▶ _DOCUMENT SECTION_:
The sleepy town of Virajpet was just waking up to their daily chores sans a few newspaper vendors and auto rickshaws. We walked towards the Private Bus stand around 1.5km away. On the way, I picked up a Malayala Manorama and so excited to read it after a long time. Megha and I debated if Malayalam or Kannada has jilebi look alike script. We pit stopped enroute to have a tea at a 'chayakada' and I was cross-questioned by a police man on why I was taking his picture. I was not. I was taking the picture of the bus stand with the fog in the background. Once I showed him the picture, he was ok. The linguistic advantage in Kodagu region is that you can speak either Malayalam or Kannada. Mix up both and you speak something which is close to the local language.



The private bus 'Ganga' started at 6:50am after its morning ablutions -changing the tires and radiator check up. After 45min ride through the winding roads, we reached the destination -Kabbinakadu junction. Even if you are coming in you own vehicle, you need to park it at a nearby parking lot and board the 4-wheel drive jeep from Honey Valley estate, as the last 4km to the home stay is accessible by a 20 minute 4WD jeep ride or by walking for one hour. This ride was one of the bonus as Ganesh tackled the muddy and slippery jeep track by shifting through the 4WD gears. This reminded me of my trip from Chennai to Cochin towing a military jeep using another 4WD jeep through national highway.








Honey Valley is not a resort- it is run by Mr.Suresh Chengppa and his wife who settled here 28 years back. They have a sprawling coffee estate and you can stay in one of the rooms or huts catering to different budgets. Food is with a fixed vegetarian menu and if you are a carnivore, order in advance and those dishes will be served at your dining table.

▶ _STATED EXERCISE 1_: From the trip account, set down everything from "Honey Valley is" down to "your dining table." word for word.

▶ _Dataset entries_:

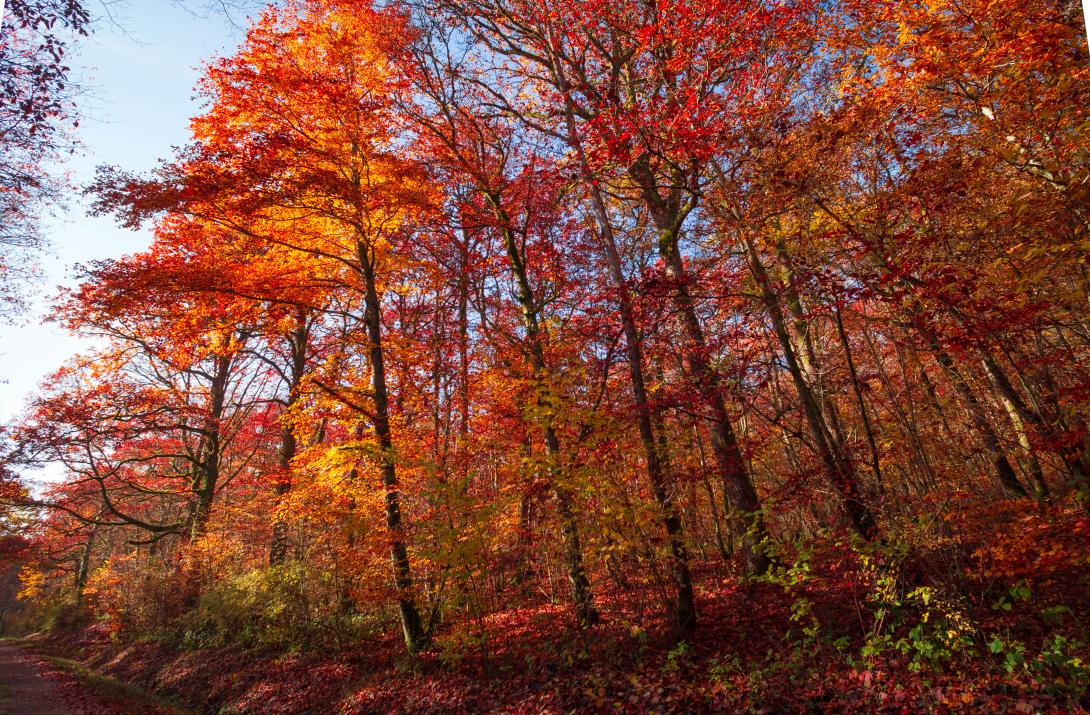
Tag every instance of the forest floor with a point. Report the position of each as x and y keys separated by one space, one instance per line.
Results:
x=33 y=683
x=831 y=633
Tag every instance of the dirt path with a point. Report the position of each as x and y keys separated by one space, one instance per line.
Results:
x=24 y=688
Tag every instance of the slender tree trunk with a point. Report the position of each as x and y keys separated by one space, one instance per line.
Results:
x=740 y=496
x=685 y=608
x=83 y=567
x=583 y=601
x=297 y=343
x=412 y=628
x=1003 y=469
x=860 y=402
x=838 y=468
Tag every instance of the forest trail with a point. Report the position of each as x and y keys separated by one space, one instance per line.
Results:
x=24 y=688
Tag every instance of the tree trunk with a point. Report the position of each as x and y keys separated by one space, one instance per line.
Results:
x=412 y=628
x=585 y=612
x=838 y=468
x=298 y=343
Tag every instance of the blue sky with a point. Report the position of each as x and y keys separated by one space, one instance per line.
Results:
x=140 y=73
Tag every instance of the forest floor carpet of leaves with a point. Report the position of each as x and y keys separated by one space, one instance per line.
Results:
x=807 y=642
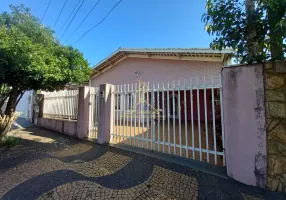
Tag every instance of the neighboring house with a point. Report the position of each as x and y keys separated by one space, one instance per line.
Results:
x=23 y=105
x=127 y=66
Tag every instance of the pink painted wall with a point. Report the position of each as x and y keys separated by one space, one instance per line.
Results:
x=157 y=70
x=61 y=126
x=245 y=127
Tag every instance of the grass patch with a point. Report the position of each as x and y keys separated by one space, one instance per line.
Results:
x=10 y=141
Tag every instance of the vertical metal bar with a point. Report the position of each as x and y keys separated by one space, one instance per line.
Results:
x=179 y=113
x=143 y=113
x=199 y=118
x=120 y=114
x=153 y=117
x=186 y=122
x=163 y=116
x=174 y=126
x=124 y=115
x=128 y=113
x=222 y=118
x=148 y=113
x=117 y=113
x=114 y=116
x=206 y=121
x=97 y=112
x=139 y=113
x=90 y=111
x=135 y=112
x=158 y=114
x=213 y=114
x=131 y=113
x=192 y=116
x=168 y=115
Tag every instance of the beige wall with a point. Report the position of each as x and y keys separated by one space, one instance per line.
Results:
x=156 y=70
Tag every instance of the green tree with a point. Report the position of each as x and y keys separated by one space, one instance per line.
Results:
x=31 y=58
x=254 y=29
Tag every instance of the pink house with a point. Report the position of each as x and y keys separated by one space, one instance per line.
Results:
x=176 y=66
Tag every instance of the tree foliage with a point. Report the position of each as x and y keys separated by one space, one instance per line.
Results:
x=255 y=33
x=31 y=58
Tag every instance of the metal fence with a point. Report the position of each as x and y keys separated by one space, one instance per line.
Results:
x=94 y=112
x=61 y=104
x=183 y=118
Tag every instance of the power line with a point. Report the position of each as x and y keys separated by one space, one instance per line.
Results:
x=46 y=10
x=83 y=20
x=60 y=13
x=99 y=22
x=70 y=15
x=73 y=18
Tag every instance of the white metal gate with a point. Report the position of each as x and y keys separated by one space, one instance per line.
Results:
x=183 y=118
x=94 y=111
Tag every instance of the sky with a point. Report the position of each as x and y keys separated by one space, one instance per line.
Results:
x=132 y=24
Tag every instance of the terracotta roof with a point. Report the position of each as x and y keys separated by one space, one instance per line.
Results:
x=167 y=53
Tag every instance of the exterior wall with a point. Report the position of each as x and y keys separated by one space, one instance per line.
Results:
x=157 y=70
x=275 y=75
x=61 y=126
x=245 y=126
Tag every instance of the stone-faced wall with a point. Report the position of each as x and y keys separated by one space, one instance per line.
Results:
x=275 y=79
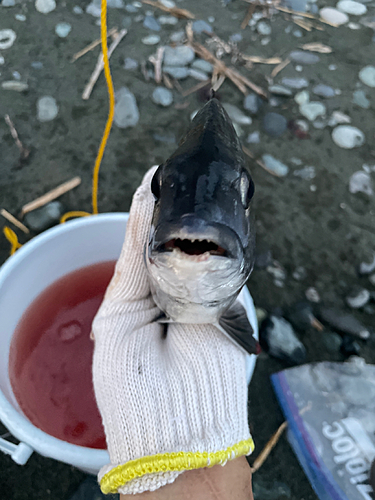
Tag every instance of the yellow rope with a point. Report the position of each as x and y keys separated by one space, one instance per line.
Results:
x=11 y=236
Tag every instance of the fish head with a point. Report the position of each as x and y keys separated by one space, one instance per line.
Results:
x=201 y=245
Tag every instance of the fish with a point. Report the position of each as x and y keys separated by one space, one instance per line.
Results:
x=201 y=245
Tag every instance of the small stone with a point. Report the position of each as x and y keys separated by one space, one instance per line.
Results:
x=42 y=218
x=358 y=298
x=253 y=103
x=334 y=16
x=302 y=97
x=279 y=339
x=130 y=63
x=15 y=85
x=352 y=7
x=280 y=90
x=168 y=20
x=342 y=321
x=348 y=137
x=274 y=124
x=162 y=96
x=200 y=26
x=253 y=138
x=126 y=110
x=264 y=28
x=302 y=57
x=47 y=109
x=151 y=40
x=45 y=6
x=202 y=65
x=295 y=83
x=360 y=99
x=176 y=72
x=151 y=23
x=367 y=76
x=178 y=56
x=236 y=114
x=323 y=90
x=311 y=110
x=360 y=182
x=275 y=165
x=7 y=38
x=63 y=29
x=312 y=295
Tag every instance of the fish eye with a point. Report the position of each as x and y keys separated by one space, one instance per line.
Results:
x=246 y=189
x=155 y=185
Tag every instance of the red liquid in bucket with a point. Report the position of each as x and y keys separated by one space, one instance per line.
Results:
x=51 y=357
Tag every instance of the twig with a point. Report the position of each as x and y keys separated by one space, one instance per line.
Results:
x=24 y=152
x=51 y=195
x=279 y=68
x=92 y=45
x=13 y=220
x=100 y=65
x=174 y=11
x=156 y=61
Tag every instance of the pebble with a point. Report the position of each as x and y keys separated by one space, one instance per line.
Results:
x=253 y=138
x=202 y=65
x=348 y=137
x=151 y=23
x=130 y=63
x=45 y=6
x=7 y=38
x=236 y=114
x=42 y=218
x=360 y=99
x=162 y=96
x=302 y=97
x=126 y=110
x=302 y=57
x=360 y=182
x=279 y=339
x=178 y=56
x=15 y=85
x=367 y=76
x=311 y=110
x=176 y=72
x=332 y=15
x=47 y=109
x=358 y=298
x=275 y=165
x=343 y=322
x=295 y=83
x=63 y=29
x=200 y=26
x=280 y=90
x=274 y=124
x=351 y=7
x=151 y=40
x=253 y=103
x=323 y=90
x=169 y=20
x=264 y=28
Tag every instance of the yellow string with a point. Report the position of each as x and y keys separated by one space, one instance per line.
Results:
x=11 y=236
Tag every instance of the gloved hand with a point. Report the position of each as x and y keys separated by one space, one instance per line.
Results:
x=169 y=402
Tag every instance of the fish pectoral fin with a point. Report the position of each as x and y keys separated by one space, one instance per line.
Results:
x=236 y=326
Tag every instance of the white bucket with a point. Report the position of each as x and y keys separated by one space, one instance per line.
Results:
x=23 y=277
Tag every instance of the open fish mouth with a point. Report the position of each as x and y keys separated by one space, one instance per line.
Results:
x=194 y=247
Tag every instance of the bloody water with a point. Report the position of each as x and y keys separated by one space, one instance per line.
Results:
x=51 y=356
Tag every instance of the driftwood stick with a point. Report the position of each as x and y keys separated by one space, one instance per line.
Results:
x=100 y=65
x=13 y=220
x=51 y=195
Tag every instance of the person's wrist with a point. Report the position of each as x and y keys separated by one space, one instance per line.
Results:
x=229 y=482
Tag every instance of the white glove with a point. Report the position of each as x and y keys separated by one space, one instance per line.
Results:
x=169 y=403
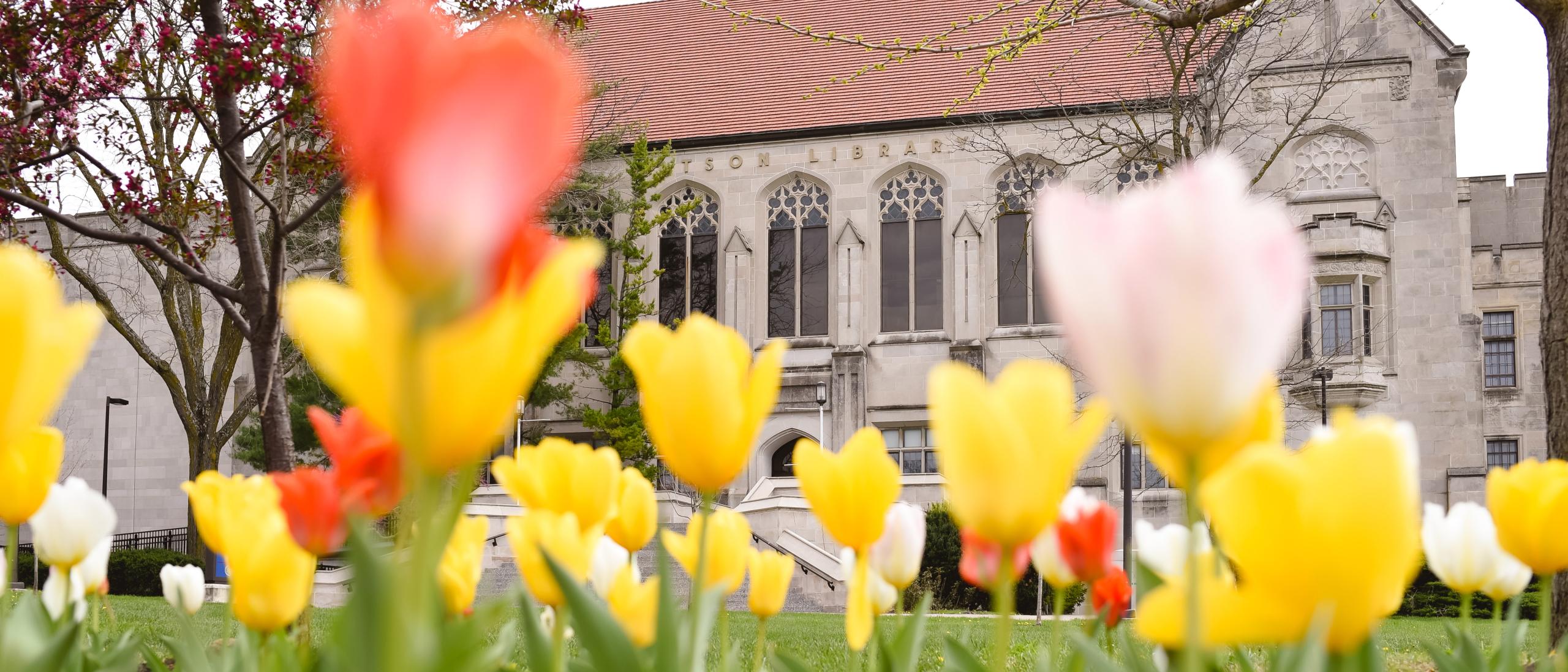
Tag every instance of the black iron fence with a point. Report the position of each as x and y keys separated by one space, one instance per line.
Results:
x=173 y=539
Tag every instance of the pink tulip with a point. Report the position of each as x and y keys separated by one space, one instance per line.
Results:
x=1180 y=300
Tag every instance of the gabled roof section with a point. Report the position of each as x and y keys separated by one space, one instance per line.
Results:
x=700 y=76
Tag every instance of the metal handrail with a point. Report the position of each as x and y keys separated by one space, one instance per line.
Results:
x=804 y=566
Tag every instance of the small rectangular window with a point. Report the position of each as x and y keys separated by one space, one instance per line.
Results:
x=1502 y=451
x=1498 y=348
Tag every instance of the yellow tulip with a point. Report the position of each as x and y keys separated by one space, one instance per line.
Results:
x=220 y=505
x=43 y=344
x=1009 y=450
x=541 y=532
x=769 y=583
x=850 y=493
x=1333 y=529
x=703 y=397
x=458 y=397
x=1529 y=504
x=270 y=577
x=634 y=605
x=461 y=564
x=636 y=513
x=1264 y=425
x=29 y=464
x=564 y=477
x=239 y=518
x=728 y=549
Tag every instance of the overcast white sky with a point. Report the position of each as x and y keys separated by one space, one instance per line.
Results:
x=1502 y=104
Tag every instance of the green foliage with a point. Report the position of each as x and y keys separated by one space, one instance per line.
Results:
x=135 y=571
x=304 y=390
x=1429 y=597
x=940 y=574
x=617 y=419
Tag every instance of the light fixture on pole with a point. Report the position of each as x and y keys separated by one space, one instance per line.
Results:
x=107 y=403
x=1322 y=375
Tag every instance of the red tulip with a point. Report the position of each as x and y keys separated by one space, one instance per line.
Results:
x=982 y=558
x=314 y=510
x=1087 y=535
x=458 y=142
x=1110 y=595
x=368 y=466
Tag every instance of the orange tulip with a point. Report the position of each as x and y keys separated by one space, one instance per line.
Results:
x=410 y=100
x=366 y=462
x=314 y=508
x=982 y=560
x=1087 y=535
x=1110 y=595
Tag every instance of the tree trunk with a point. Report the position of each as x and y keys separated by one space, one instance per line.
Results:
x=1555 y=306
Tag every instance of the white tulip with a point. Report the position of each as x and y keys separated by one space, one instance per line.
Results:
x=896 y=557
x=1164 y=550
x=93 y=572
x=1180 y=300
x=1507 y=578
x=184 y=588
x=548 y=621
x=1045 y=552
x=73 y=521
x=63 y=589
x=608 y=561
x=1462 y=547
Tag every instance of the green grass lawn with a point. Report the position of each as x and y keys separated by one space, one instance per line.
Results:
x=814 y=638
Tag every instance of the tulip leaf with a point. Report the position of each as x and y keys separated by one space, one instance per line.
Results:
x=959 y=659
x=667 y=633
x=601 y=636
x=535 y=641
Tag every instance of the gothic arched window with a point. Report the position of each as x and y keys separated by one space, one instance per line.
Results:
x=1139 y=173
x=1020 y=298
x=1333 y=162
x=601 y=308
x=911 y=252
x=689 y=256
x=799 y=259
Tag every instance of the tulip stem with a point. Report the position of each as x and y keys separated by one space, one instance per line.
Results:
x=758 y=654
x=1059 y=602
x=12 y=532
x=698 y=585
x=1003 y=603
x=559 y=638
x=1545 y=616
x=1194 y=638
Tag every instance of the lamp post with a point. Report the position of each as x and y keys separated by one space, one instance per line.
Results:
x=1322 y=375
x=107 y=403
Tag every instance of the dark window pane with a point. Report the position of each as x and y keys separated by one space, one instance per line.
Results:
x=782 y=282
x=814 y=281
x=1498 y=362
x=927 y=274
x=1502 y=451
x=1496 y=325
x=1012 y=270
x=671 y=284
x=896 y=276
x=704 y=274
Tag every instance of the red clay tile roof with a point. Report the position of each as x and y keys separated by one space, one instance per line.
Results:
x=689 y=72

▶ _STATED EXERCISE 2_: In the rows, take everything from the line that contains "Tag every instance of the gothic" down to the end of the rows, and swap "lamp post" for "street lamp". Give those lines again with nothing else changed.

▶ _FULL OUTPUT 1_:
Honey Valley is not a resort- it is run by Mr.Suresh Chengppa and his wife who settled here 28 years back. They have a sprawling coffee estate and you can stay in one of the rooms or huts catering to different budgets. Food is with a fixed vegetarian menu and if you are a carnivore, order in advance and those dishes will be served at your dining table.

▶ _FULL OUTPUT 2_:
Tag every instance of the gothic arched window with a point. Report the position of each as x and y keys separated by one space, one instance per line.
Results:
x=1139 y=173
x=1020 y=298
x=1333 y=162
x=601 y=308
x=911 y=252
x=689 y=256
x=799 y=259
Tag every instance of the tulip stem with a point. Report the position of each as x and y keys separated by one space, one instance per line.
Results:
x=758 y=654
x=1059 y=602
x=12 y=532
x=698 y=585
x=1003 y=603
x=559 y=638
x=1545 y=616
x=1194 y=638
Tag every instance of the street lamp with a point. Report the position of each as x and y keys separated by one space, one instance per line.
Results:
x=1322 y=375
x=107 y=403
Tag every instance of the dark window pane with a point. Report the position of each as x and y keys separated by one space, one instance per line.
Results:
x=782 y=282
x=814 y=281
x=1498 y=362
x=927 y=274
x=1502 y=451
x=1496 y=325
x=1012 y=270
x=671 y=284
x=896 y=276
x=704 y=274
Tag every instance of the red clay tile roof with a point. Report the position of each as x and y keys separated by one space, one instance per line.
Results:
x=689 y=72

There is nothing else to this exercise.